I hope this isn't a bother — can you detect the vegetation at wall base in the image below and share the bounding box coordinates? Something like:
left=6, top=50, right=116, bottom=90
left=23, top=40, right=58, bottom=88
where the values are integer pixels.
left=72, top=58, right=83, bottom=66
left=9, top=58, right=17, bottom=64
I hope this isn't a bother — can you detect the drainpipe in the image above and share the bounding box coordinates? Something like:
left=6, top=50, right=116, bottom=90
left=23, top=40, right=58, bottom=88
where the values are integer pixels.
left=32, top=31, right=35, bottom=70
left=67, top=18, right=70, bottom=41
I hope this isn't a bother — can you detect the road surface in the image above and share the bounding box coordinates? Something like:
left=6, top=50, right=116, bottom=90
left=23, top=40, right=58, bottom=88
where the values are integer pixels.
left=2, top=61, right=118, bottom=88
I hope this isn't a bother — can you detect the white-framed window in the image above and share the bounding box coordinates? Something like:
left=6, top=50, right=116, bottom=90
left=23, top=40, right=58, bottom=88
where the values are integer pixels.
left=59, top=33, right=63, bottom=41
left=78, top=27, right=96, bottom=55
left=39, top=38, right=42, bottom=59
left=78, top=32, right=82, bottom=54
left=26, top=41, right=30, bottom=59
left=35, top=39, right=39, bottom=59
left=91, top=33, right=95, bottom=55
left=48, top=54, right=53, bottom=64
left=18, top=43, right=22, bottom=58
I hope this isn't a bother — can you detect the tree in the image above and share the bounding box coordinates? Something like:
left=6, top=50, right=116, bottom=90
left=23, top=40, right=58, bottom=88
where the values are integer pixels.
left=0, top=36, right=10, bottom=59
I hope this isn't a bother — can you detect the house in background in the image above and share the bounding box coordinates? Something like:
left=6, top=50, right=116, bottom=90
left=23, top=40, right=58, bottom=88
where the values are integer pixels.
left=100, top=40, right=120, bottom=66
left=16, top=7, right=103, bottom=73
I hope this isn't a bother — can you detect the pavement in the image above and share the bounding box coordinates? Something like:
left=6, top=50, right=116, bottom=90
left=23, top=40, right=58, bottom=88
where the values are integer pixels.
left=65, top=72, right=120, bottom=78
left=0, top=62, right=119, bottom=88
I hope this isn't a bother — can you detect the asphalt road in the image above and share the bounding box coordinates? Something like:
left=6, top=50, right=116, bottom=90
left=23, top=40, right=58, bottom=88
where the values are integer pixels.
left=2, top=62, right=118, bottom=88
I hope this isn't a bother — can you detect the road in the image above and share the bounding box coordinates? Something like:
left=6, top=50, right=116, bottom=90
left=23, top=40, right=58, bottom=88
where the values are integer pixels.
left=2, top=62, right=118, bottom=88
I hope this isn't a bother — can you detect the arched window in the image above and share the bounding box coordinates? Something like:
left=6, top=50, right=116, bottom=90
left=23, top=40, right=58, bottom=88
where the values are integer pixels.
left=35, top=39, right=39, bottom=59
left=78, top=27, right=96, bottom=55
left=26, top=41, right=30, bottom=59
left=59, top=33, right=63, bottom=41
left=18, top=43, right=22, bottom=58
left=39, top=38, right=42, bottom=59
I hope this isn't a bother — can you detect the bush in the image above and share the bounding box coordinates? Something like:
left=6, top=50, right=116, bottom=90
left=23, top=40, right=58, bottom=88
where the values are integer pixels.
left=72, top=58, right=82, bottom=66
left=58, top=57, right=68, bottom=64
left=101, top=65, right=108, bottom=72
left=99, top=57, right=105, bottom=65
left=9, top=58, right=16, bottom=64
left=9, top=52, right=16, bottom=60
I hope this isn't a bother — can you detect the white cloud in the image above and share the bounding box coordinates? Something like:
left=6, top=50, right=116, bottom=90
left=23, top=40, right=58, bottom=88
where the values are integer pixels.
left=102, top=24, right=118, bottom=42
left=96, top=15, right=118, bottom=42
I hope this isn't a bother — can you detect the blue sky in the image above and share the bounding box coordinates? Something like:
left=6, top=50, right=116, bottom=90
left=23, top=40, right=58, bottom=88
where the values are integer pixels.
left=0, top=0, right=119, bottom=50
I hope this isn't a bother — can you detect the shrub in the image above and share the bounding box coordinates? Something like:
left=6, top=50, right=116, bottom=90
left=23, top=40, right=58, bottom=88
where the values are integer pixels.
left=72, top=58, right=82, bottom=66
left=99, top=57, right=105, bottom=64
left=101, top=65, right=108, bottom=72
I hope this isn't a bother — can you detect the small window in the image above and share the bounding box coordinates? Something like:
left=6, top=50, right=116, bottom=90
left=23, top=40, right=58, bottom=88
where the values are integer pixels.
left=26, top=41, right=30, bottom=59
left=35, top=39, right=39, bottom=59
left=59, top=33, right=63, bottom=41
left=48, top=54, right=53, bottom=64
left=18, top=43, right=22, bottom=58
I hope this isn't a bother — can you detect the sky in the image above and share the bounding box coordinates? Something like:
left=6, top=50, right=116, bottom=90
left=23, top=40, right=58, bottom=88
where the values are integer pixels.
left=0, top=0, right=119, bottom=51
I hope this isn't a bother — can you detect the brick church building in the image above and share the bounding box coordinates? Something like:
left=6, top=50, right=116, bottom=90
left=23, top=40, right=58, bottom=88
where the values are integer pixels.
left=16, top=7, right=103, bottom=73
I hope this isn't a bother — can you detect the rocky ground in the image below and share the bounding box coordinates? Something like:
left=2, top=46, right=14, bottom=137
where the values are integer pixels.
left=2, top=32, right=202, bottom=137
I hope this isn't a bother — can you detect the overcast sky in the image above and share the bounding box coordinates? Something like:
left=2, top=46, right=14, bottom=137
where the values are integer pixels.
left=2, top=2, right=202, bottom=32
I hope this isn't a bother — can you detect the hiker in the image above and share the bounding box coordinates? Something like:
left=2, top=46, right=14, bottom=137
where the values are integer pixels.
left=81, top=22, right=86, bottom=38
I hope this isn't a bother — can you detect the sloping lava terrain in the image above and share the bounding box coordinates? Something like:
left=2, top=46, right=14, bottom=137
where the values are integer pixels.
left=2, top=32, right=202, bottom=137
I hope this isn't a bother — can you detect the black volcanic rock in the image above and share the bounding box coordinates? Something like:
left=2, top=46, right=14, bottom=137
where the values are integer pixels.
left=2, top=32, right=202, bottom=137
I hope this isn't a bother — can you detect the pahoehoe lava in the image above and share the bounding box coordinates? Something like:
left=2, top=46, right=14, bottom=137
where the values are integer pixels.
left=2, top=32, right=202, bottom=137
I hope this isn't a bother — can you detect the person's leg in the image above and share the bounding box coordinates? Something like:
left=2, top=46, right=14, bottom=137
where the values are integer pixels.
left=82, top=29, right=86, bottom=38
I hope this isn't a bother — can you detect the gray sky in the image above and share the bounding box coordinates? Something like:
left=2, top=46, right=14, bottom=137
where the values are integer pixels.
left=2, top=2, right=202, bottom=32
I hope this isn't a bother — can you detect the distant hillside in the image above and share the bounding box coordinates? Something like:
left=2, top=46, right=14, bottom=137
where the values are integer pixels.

**What is expected**
Resize the lines from the one containing "detect the drainpipe" up to and including the one containing "left=2, top=61, right=118, bottom=88": write out only those lines again, requests included, with every coordinate in the answers multiplied by 1.45 and rounded to a whole number, halves up. Keep the numbers in the requests and their sample formats as they are.

**Solution to the problem**
I hope this isn't a bother — can you detect the drainpipe in the image above and share the bounding box coordinates? Something like:
left=6, top=50, right=116, bottom=90
left=23, top=40, right=58, bottom=88
where the values are integer pixels.
left=46, top=45, right=51, bottom=102
left=97, top=26, right=102, bottom=59
I hope this isn't a bother — can you detect the road surface in the image above and share the bounding box coordinates? Something like:
left=6, top=50, right=116, bottom=90
left=23, top=40, right=58, bottom=88
where the values are integer pixels.
left=3, top=88, right=171, bottom=128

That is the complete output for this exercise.